* **TASK PROMPT**
Turn everything from the line containing "The client would like the red shirt" down to the line containing "[167,137,253,299]", both included, into a numbered list with blank lines omitted. Convert only those lines from the listing.

* **RECORDS SHOWN**

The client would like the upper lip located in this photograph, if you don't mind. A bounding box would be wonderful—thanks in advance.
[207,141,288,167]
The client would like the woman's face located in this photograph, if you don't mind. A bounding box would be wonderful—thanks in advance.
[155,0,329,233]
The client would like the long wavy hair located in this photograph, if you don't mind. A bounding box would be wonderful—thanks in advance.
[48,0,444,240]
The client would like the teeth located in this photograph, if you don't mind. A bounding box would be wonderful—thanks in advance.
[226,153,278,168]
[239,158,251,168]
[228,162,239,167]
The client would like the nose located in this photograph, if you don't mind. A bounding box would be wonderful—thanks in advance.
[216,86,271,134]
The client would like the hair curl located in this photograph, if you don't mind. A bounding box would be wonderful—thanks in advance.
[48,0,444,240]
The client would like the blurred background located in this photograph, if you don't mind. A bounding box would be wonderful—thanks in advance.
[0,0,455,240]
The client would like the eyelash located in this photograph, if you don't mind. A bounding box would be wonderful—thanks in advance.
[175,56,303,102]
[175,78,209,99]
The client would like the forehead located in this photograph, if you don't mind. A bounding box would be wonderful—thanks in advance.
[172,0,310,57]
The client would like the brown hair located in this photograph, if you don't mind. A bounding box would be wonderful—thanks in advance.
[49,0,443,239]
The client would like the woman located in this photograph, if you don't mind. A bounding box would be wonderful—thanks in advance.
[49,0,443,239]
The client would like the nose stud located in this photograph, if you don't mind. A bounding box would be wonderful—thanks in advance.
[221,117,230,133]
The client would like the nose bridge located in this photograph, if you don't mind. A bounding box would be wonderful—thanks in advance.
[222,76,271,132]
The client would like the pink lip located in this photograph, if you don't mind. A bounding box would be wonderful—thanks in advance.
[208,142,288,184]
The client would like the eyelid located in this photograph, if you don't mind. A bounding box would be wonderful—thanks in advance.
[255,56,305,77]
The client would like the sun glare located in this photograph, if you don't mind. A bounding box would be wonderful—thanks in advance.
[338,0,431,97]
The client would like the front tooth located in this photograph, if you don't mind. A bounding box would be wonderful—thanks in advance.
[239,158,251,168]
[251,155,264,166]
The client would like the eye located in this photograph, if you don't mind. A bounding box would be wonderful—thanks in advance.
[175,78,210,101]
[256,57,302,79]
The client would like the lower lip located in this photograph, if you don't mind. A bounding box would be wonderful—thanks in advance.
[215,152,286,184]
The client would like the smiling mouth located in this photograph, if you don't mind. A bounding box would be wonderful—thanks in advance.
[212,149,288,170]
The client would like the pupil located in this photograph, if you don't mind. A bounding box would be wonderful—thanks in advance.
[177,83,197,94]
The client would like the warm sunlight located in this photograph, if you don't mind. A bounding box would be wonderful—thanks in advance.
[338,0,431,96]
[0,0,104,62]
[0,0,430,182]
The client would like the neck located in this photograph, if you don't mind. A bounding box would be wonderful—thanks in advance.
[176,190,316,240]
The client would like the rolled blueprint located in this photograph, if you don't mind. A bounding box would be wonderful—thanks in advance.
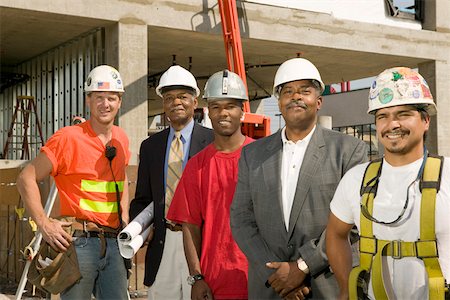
[119,226,152,258]
[117,202,154,258]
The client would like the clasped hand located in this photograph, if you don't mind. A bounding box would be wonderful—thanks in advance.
[266,262,309,299]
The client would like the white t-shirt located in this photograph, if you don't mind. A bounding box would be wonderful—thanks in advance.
[330,157,450,299]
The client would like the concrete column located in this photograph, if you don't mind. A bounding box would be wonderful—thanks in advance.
[419,0,450,156]
[105,18,148,165]
[419,60,450,156]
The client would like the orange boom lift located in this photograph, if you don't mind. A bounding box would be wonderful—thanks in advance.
[219,0,270,139]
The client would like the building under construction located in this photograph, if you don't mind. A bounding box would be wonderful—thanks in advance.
[0,0,450,292]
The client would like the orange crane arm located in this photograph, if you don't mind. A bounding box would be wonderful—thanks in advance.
[218,0,270,138]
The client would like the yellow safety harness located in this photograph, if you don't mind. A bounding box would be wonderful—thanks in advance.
[349,155,448,300]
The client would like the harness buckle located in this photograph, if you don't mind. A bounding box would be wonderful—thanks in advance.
[391,240,403,259]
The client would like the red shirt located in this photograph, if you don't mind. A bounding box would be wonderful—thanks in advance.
[41,121,130,228]
[167,137,253,299]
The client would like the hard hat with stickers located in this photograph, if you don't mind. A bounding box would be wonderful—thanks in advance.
[367,67,436,116]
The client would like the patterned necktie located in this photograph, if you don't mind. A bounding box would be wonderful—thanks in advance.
[165,131,183,216]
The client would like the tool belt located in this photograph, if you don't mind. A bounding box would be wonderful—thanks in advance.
[349,156,449,300]
[28,241,81,295]
[65,217,119,257]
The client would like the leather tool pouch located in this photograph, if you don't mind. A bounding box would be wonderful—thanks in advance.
[28,242,81,294]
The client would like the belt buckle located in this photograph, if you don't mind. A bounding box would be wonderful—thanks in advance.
[391,240,403,259]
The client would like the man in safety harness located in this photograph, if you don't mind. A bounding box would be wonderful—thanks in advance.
[326,67,450,299]
[17,65,130,300]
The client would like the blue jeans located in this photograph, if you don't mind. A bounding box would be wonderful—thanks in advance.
[61,237,129,300]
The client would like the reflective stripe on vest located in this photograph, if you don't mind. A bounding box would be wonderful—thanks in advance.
[81,179,124,193]
[349,156,448,300]
[80,199,118,213]
[80,179,124,213]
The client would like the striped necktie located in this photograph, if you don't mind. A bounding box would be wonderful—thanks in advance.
[165,131,183,216]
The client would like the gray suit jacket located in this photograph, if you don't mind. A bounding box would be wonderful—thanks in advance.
[231,126,367,299]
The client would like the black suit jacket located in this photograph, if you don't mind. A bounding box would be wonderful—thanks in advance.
[130,123,214,286]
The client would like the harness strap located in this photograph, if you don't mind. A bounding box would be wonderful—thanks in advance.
[349,156,446,300]
[420,157,445,299]
[348,159,382,299]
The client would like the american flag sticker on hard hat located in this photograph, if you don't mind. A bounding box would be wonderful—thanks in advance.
[97,81,109,90]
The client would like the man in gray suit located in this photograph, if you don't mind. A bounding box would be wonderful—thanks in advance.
[230,58,367,299]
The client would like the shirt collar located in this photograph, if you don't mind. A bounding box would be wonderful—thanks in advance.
[281,125,316,145]
[169,119,195,141]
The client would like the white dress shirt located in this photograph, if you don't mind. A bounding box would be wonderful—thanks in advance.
[281,126,316,231]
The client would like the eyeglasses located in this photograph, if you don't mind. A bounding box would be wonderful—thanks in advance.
[163,93,194,103]
[361,177,417,225]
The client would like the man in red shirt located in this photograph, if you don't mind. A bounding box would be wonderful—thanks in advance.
[167,70,253,300]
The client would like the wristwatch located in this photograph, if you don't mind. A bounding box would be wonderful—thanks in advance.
[297,257,309,274]
[187,274,205,285]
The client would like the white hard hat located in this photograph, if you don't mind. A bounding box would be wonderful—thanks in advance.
[203,70,248,101]
[156,66,200,97]
[273,58,325,98]
[367,67,436,116]
[84,65,124,93]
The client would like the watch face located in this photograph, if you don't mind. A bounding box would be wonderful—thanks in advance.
[187,274,204,285]
[187,276,195,285]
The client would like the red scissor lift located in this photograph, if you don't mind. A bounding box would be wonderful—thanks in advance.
[219,0,270,138]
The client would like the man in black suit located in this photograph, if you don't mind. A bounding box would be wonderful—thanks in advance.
[130,66,214,299]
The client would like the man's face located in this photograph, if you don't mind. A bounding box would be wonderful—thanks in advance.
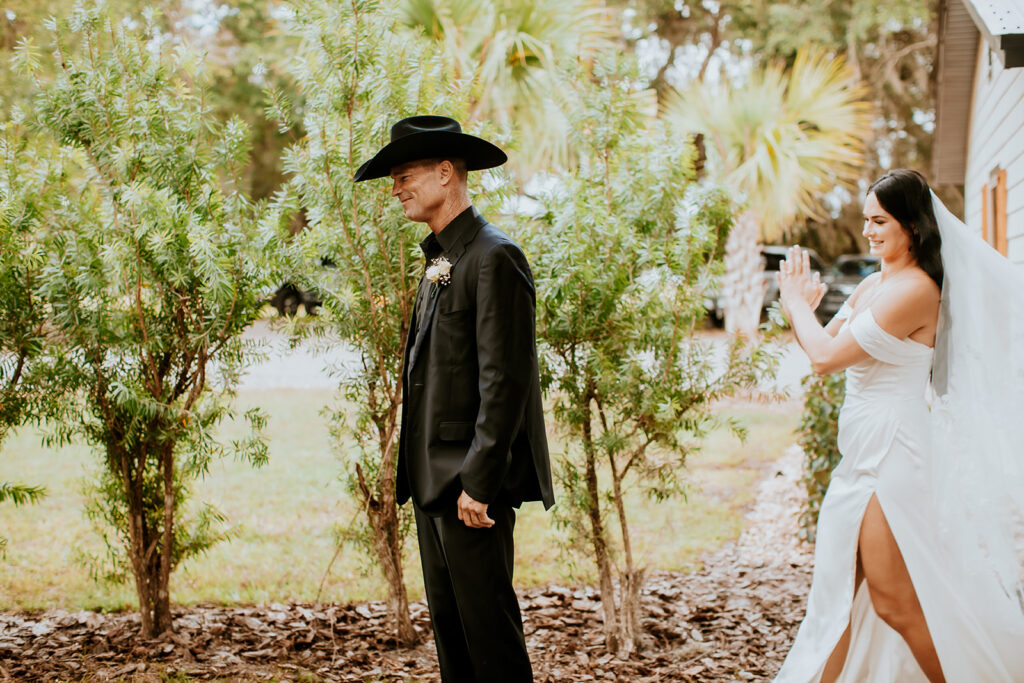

* **ANSWER TO THIS PROBLEM**
1. The client would like the red shirt located in this photograph, if you don't mind. A bounding box would be wonderful—thanks in advance.
2. [41,121,130,228]
3. [167,137,253,299]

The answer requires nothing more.